> [Exercise]: Copy every line from the one containing "Where can you see the lit" through the last line of the records below, both included, and nothing else.
::: Data records :::
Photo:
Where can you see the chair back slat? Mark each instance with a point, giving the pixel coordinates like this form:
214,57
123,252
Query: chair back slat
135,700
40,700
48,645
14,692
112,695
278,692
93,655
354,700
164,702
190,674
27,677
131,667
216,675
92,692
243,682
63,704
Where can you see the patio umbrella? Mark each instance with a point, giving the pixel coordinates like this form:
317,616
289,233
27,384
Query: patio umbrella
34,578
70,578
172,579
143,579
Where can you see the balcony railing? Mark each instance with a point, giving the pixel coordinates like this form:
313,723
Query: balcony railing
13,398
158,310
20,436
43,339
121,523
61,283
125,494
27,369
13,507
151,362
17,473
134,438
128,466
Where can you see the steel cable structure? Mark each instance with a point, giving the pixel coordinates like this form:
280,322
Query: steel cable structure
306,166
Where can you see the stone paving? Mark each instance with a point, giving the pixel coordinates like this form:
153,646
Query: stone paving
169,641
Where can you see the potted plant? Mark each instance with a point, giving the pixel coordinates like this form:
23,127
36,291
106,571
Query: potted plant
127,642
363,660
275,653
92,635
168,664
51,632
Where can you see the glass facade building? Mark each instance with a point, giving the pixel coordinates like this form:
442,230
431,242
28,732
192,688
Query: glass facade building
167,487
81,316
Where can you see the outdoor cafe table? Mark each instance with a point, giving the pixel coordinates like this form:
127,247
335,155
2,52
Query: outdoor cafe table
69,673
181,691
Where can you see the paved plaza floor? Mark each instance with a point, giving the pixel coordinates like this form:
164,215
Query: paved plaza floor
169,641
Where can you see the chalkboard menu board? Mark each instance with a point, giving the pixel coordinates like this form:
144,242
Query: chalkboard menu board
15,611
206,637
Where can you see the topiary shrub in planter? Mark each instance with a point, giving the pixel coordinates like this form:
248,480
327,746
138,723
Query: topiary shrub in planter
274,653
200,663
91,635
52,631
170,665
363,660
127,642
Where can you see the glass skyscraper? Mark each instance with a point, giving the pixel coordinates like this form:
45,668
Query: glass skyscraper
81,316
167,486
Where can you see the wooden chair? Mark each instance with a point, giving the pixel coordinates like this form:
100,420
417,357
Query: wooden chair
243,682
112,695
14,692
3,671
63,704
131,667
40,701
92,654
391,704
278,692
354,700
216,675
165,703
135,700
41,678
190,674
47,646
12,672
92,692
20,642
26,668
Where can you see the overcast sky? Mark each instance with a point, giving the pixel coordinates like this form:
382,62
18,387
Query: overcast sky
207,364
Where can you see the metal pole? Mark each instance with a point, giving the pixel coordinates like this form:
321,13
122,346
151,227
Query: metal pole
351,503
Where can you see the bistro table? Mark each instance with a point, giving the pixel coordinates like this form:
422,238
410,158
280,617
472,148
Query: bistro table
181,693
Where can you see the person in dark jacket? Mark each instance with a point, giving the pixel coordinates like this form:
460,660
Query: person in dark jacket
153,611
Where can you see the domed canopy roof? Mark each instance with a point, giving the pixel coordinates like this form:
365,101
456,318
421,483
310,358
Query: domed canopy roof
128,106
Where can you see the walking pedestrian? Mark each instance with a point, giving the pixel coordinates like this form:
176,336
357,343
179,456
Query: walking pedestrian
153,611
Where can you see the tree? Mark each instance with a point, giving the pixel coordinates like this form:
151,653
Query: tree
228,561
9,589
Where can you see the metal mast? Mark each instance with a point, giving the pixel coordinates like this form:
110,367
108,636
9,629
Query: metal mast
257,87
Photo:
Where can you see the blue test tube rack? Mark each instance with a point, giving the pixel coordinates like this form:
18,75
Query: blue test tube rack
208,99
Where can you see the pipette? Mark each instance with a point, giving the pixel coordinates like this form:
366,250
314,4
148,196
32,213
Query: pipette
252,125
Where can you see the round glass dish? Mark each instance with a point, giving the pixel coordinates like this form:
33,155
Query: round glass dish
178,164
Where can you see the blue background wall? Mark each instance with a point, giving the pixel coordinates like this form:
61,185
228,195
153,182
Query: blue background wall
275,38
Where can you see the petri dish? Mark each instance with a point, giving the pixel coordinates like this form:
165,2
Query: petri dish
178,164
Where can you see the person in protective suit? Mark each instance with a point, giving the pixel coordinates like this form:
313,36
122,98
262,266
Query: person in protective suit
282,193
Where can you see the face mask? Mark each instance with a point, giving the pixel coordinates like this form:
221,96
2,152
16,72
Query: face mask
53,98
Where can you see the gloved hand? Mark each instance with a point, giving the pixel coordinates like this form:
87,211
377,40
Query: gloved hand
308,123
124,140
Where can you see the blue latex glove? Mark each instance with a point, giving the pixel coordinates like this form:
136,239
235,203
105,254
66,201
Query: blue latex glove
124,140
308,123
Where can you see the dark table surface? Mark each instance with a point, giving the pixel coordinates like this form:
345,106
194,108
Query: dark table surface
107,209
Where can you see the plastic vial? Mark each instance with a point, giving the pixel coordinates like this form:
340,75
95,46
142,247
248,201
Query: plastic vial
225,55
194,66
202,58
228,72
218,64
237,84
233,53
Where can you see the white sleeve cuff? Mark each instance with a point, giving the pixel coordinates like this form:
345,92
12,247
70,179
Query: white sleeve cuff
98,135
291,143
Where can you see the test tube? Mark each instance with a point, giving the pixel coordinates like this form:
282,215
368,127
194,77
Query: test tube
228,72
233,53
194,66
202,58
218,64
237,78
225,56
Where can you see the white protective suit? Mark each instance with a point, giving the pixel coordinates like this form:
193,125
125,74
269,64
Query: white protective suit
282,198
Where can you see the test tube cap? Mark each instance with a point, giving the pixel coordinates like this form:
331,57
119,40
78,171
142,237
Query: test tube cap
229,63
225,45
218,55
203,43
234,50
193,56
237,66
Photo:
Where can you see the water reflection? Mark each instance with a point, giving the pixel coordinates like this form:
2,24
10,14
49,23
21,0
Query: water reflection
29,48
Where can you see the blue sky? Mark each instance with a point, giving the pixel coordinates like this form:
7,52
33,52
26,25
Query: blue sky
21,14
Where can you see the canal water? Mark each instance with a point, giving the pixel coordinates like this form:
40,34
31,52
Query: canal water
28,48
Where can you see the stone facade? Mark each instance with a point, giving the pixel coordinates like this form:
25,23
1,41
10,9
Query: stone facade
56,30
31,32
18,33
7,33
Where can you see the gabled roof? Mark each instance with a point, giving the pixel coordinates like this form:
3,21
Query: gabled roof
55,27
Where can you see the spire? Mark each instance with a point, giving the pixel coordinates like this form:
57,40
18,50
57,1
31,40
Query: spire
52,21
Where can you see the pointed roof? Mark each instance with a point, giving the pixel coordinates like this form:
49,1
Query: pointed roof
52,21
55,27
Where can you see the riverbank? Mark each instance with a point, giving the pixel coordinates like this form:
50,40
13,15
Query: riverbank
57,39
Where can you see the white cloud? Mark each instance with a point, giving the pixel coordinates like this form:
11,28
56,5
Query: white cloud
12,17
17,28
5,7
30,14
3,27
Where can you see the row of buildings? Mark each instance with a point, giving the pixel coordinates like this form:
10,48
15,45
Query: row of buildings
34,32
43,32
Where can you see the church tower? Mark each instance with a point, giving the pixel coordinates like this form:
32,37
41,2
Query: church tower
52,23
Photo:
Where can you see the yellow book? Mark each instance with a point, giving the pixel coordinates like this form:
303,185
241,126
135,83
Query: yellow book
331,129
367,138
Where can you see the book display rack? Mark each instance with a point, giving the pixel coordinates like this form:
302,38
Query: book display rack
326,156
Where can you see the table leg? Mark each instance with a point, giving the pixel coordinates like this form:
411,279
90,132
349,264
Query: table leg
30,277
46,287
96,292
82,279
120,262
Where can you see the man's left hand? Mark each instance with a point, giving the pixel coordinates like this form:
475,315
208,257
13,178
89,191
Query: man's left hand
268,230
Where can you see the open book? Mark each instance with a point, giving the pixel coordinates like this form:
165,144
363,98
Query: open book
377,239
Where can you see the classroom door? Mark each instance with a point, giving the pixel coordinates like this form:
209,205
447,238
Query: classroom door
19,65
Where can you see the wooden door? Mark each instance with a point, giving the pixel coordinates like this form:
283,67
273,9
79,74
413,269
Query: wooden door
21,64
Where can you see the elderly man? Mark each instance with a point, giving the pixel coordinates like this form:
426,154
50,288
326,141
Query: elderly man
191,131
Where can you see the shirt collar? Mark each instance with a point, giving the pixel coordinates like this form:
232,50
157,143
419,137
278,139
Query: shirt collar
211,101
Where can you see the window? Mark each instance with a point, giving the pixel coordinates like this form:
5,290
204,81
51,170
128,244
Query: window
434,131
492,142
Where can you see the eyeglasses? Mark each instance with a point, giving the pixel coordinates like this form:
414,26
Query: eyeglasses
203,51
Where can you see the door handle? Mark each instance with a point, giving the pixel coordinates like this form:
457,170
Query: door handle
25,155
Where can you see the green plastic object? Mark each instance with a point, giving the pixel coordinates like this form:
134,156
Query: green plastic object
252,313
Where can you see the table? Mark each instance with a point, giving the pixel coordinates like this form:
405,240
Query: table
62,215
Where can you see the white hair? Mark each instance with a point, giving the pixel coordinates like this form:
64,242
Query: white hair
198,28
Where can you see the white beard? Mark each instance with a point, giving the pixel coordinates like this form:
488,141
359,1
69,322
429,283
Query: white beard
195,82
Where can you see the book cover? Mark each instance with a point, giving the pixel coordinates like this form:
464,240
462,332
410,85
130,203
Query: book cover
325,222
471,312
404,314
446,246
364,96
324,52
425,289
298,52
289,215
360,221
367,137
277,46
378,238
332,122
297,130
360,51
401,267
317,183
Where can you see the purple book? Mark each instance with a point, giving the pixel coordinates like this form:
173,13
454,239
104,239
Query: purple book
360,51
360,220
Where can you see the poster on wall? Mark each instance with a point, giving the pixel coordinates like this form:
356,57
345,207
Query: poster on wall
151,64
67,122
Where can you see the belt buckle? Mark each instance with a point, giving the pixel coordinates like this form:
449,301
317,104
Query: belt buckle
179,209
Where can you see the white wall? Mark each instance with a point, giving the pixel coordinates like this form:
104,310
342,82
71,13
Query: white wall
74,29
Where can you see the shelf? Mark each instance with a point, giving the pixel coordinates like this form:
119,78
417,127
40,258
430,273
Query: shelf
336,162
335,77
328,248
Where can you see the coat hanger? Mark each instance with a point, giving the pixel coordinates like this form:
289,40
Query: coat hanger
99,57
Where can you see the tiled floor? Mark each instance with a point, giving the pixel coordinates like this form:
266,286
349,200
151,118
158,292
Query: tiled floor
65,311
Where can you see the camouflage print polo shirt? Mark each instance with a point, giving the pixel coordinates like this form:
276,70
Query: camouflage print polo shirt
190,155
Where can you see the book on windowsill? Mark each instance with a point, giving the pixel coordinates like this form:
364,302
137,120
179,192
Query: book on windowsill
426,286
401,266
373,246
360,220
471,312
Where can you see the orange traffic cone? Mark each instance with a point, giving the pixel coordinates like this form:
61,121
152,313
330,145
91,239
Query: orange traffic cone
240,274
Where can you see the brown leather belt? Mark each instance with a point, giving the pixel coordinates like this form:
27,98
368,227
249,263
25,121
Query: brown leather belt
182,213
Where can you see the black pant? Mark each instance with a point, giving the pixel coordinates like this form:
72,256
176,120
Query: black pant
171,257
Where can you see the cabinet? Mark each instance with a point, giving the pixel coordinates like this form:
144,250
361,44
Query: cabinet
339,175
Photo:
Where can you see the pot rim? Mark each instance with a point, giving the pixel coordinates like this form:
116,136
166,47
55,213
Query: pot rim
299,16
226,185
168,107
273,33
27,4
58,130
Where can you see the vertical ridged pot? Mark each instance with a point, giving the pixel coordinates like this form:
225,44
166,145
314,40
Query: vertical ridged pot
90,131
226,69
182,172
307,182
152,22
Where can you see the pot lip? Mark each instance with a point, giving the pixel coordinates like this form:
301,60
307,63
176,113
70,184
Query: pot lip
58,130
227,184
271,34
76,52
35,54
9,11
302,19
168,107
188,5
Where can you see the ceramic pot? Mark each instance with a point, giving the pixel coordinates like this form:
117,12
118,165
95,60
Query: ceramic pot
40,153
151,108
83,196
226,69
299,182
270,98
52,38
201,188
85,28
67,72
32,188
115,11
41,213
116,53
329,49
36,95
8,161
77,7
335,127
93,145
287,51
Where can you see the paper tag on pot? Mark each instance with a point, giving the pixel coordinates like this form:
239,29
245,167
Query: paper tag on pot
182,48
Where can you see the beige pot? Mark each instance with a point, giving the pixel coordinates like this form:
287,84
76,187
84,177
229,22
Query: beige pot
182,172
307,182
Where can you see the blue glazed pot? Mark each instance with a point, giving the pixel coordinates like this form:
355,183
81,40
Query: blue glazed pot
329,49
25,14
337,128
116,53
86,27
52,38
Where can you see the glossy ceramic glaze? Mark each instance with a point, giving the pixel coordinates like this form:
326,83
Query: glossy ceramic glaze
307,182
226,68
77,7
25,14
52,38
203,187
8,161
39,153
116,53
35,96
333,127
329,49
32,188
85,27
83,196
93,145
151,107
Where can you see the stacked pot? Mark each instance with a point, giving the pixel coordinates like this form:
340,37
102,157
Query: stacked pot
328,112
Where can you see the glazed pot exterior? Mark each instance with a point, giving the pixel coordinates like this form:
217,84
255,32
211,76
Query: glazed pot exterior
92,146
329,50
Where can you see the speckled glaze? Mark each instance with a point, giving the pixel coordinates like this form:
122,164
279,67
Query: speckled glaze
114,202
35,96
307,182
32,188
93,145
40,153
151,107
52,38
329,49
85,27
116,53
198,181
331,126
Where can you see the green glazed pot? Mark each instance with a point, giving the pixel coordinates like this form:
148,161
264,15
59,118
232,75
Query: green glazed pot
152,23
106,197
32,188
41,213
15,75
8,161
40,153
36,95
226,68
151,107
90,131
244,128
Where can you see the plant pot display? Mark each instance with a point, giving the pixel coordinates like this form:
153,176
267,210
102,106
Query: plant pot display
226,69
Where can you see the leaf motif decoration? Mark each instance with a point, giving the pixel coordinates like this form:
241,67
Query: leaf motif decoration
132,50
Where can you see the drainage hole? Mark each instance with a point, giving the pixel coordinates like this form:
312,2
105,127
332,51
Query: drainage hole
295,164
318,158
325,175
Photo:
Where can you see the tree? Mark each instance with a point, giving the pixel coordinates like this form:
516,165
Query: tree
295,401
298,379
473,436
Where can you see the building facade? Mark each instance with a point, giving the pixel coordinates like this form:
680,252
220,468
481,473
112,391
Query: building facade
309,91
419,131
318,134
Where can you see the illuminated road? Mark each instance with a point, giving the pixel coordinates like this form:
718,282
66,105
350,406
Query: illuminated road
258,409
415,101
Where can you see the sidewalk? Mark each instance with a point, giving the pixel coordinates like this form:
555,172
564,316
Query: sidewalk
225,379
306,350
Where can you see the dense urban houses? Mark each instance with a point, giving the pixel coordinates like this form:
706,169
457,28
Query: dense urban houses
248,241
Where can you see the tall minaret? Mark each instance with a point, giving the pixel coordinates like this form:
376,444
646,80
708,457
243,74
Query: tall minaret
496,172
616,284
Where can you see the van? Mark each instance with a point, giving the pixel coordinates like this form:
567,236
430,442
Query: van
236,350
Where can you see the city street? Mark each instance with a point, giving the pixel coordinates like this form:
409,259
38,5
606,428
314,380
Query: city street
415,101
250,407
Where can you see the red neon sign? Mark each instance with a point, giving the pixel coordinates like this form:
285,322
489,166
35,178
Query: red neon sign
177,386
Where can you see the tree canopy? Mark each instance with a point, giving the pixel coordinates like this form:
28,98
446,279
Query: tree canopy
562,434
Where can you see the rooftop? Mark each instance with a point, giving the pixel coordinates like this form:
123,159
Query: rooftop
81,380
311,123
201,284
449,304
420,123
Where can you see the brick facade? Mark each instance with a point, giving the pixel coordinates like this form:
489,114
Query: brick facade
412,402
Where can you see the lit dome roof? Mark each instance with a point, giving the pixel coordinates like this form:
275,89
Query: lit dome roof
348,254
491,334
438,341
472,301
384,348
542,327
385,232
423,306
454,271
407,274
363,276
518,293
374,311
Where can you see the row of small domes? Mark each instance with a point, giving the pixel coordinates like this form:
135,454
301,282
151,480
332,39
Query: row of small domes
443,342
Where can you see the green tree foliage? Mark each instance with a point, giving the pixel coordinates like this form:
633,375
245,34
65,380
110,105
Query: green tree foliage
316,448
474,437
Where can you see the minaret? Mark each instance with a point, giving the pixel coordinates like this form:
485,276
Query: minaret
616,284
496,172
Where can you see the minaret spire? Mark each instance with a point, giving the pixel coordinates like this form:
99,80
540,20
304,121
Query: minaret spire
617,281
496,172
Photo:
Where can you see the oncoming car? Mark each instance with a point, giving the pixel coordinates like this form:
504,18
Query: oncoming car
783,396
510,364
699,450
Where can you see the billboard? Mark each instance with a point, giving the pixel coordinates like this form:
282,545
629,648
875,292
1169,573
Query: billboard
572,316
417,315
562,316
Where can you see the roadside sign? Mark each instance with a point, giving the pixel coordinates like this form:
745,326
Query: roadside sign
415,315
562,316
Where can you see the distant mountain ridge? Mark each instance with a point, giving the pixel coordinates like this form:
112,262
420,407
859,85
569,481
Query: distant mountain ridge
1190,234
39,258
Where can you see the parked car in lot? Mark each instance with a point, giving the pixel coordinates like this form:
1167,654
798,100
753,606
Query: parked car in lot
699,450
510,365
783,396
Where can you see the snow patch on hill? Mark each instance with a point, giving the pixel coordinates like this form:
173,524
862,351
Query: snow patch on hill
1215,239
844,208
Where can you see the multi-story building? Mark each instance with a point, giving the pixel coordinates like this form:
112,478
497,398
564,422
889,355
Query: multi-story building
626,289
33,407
:::
> [Solution for this task]:
Where can you see the lit dome roof? Mark each instance with a point, giving the pixel coordinates like this form:
275,89
Query: lit dome roof
348,254
491,334
438,341
472,301
384,348
542,327
385,232
423,306
454,271
407,274
363,276
518,293
374,311
Where can you see the row of small domes? Mark each instance with a point, giving the pixel coordinates like this form:
135,454
301,282
151,480
332,39
Query: row of small domes
443,342
Where can you see the green tree foliage? Mark each instance with a point, giving the pixel coordinates like this form:
633,375
245,34
65,380
110,105
Query: green tree foliage
316,448
474,437
Where can you see the minaret? Mark each instance with a point, giving the pixel coordinates like this form:
485,276
Query: minaret
616,284
496,172
Where can you see the minaret spire? Mark each instance with a point, giving the pixel coordinates like this form:
99,80
540,20
304,121
Query: minaret spire
617,281
496,172
Photo:
Where can you see the oncoming car? Mark each instance with a point, giving the pixel coordinates like this form:
504,18
Query: oncoming car
783,396
510,364
699,450
Where can you see the billboard? Mark each instance with a point, giving the pixel coordinates like this form:
282,545
629,648
875,292
1169,573
Query: billboard
572,316
417,315
562,316
Where can you see the roadside sign? Mark each instance with a point, giving the pixel coordinates like this form:
745,326
Query: roadside sign
415,315
562,316
Where can you see the distant mountain ridge? Mark each instance with a point, giving the pixel coordinates like this form:
112,262
420,407
859,85
569,481
Query: distant mountain ridge
1190,234
39,258
Where can you see the parked car in lot? Mark each instance with a point, giving the pixel coordinates like this form:
1167,654
798,100
753,606
Query: parked car in lot
699,450
510,365
783,396
Where can you see the snow patch on hill? Mark each instance with a point, giving the pixel coordinates like this form:
173,524
862,351
Query: snow patch on hill
1215,239
844,208
Where can you see the multi-story building? Mark each instance with a point, giving the pixel coordinates like this form:
112,478
497,398
564,422
889,355
Query: multi-story building
626,289
33,407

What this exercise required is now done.